| WHAT YOU NEED TO DO |
- a) In the exhibition announcement, where did Frank Chang receive his MFA?
- b) Duplicate the part of the exhibition announcement starting with "Frank Chang’s work" and going on through "of the Arts.".
[PASSAGE FOR REVIEW Boundary: Start]
Sorry We Missed You: work by Frank Chang
on view at the Handwerker through December 8th!
The difficult task of confronting climate change requires a fundamental reimagining of the power dynamics between people and the natural world, and societal assumptions about property, capitalism, culture, and progress. Frank Chang’s multimedia work rethinks the interconnected issues surrounding climate change activism in an increasingly uncertain future, providing springboards for deeper investigations into the entangled and complex interrelationships between climate, social, and cultural issues. Alongside the increasingly dire climate crisis, the coronavirus pandemic and the recent Black Lives Matter protests have foregrounded many of the same inequities and uncertainties, provoking ever more apparent and urgent anxiety—what will the future be like? Chang’s recent work blends historical artifacts and forms with contemporary scientific data, official or bureaucratic documents, and media imagery to make a magpie-minded collection of objects that are both familiar and discordant. These works appropriate historical forms and techniques, such as unfired clay tablets like those originating from Mesopotamia, inked rubbings like those produced throughout Chinese history, and the technique of paper squeeze, developed by 19th-century archaeologists exploring Mayan sites. Works made from Chang’s speculative archaeology are not intended as replicas of specific artifacts, but instead are ways to call attention to the significance of the present moment, similar to strategies used in science fiction and, more recently, “cli-fi” (climate fiction). By collapsing temporality, Chang’s practice unsettles seemingly straightforward concepts such as past/present/future and authenticity/artifice.
Frank Chang’s work has been exhibited at Dartmouth College, the Torrance Art Museum, Museum of Jurassic Technology, LA Design Center, Woodbury University, and Virginia Commonwealth University, among others. Formerly the co-director of Monte Vista Projects in Los Angeles, and he was a contributor to the book Dispatches and Directions: On Artist-Run Organizations in Los Angeles and to the journal MATERIAL. He received his BA from Dartmouth College and his MFA from the California Institute of the Arts.
[PASSAGE FOR REVIEW Boundary: End]
[DATA TO EXAMINE Boundary: Start]
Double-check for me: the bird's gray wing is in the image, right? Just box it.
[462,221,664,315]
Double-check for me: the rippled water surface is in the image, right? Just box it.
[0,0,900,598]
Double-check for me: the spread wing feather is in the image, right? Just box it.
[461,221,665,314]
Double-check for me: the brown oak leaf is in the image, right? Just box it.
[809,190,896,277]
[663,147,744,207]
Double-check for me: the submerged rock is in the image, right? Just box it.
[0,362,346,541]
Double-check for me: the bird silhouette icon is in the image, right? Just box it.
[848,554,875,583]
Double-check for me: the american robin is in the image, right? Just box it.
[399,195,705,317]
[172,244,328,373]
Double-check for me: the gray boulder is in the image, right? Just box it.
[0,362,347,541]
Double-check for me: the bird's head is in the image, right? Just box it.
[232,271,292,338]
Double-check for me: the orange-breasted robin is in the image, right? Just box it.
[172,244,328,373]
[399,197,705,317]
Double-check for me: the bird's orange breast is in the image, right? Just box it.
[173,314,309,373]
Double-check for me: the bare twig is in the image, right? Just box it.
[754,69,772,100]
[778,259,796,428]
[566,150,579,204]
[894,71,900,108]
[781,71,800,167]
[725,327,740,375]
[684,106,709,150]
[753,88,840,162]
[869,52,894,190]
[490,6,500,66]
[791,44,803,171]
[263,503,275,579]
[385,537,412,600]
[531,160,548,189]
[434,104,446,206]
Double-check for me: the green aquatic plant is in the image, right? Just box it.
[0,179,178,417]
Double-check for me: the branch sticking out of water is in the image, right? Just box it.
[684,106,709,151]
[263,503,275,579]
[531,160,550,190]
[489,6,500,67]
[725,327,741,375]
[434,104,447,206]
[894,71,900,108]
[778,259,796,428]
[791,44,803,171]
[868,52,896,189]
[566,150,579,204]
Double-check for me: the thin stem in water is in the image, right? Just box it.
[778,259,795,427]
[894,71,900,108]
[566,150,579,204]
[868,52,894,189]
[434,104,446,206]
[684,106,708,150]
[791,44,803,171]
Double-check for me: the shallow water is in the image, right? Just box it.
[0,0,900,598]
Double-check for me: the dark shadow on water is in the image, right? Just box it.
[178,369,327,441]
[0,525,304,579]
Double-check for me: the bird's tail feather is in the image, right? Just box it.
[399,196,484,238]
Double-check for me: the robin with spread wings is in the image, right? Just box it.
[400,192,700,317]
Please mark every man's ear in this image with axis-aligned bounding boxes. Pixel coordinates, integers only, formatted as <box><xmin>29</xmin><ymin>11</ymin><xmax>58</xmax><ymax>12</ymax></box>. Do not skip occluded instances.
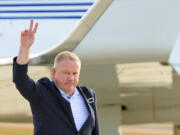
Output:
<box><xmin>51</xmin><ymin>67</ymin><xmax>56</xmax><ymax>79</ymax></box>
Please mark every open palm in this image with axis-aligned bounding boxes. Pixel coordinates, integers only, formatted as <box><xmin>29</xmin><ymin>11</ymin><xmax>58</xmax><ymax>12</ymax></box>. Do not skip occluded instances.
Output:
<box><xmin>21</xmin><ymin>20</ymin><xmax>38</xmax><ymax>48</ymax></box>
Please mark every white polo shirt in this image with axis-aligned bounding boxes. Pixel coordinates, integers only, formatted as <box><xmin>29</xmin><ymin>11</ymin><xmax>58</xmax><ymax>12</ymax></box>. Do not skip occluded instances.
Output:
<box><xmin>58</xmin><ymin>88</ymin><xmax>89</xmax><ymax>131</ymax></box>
[DATA TO EXAMINE Boundary: End]
[DATA TO EXAMINE Boundary: Start]
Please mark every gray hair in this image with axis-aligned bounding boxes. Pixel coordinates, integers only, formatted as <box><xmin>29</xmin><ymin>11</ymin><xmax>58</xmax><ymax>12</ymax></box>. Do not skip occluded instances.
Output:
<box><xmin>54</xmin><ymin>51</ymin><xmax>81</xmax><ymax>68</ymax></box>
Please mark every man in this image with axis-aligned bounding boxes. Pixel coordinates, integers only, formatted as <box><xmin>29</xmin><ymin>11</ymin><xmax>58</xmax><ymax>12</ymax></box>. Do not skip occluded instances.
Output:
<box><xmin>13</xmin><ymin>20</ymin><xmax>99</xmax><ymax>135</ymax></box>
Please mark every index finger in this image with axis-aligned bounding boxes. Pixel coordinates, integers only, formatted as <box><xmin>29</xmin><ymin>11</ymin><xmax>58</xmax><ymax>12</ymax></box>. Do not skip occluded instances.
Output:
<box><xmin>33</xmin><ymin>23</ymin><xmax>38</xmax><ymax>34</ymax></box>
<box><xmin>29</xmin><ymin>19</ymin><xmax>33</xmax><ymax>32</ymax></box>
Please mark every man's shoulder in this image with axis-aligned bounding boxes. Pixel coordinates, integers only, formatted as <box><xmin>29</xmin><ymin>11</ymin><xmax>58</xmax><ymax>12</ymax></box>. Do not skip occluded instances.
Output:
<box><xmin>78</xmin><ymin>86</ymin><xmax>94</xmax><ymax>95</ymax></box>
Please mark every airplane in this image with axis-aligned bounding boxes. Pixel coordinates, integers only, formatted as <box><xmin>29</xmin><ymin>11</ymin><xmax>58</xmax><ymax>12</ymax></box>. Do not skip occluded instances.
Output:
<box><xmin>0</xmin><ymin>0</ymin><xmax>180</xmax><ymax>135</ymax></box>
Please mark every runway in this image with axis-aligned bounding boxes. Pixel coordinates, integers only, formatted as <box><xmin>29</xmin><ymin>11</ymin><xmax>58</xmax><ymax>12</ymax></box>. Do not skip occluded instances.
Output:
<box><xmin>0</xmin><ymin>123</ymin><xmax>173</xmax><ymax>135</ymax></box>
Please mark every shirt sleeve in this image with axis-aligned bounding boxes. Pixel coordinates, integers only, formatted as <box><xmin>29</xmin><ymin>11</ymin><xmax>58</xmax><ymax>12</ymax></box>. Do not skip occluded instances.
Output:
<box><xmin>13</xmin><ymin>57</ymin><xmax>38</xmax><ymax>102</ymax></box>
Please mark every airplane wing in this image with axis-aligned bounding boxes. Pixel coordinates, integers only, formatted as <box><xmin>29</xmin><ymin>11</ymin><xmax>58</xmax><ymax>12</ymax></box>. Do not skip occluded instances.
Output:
[DATA TO EXAMINE Boundary: End]
[DATA TO EXAMINE Boundary: Start]
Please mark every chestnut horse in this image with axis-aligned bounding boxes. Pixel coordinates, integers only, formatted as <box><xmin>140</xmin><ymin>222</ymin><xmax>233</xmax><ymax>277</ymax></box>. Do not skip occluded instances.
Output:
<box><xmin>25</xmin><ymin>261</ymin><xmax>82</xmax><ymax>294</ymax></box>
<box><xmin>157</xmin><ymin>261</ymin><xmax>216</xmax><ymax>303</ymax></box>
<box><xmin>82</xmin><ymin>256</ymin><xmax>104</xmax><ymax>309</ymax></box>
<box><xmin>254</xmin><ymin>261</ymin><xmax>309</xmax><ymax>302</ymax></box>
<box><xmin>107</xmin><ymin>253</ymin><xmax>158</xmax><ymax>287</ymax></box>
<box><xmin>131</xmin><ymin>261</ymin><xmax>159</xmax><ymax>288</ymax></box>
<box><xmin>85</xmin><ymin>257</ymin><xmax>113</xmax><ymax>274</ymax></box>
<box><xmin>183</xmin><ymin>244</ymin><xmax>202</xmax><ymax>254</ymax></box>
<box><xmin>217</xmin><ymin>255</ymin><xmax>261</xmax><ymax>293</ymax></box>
[DATA TO EXAMINE Boundary: End]
| SOLVED PROBLEMS |
- a) The California Institute of the Arts.

- b)
Frank Chang’s work has been exhibited at Dartmouth College, the Torrance Art Museum, Museum of Jurassic Technology, LA Design Center, Woodbury University, and Virginia Commonwealth University, among others. Formerly the co-director of Monte Vista Projects in Los Angeles, and he was a contributor to the book Dispatches and Directions: On Artist-Run Organizations in Los Angeles and to the journal MATERIAL. He received his BA from Dartmouth College and his MFA from the California Institute of the Arts.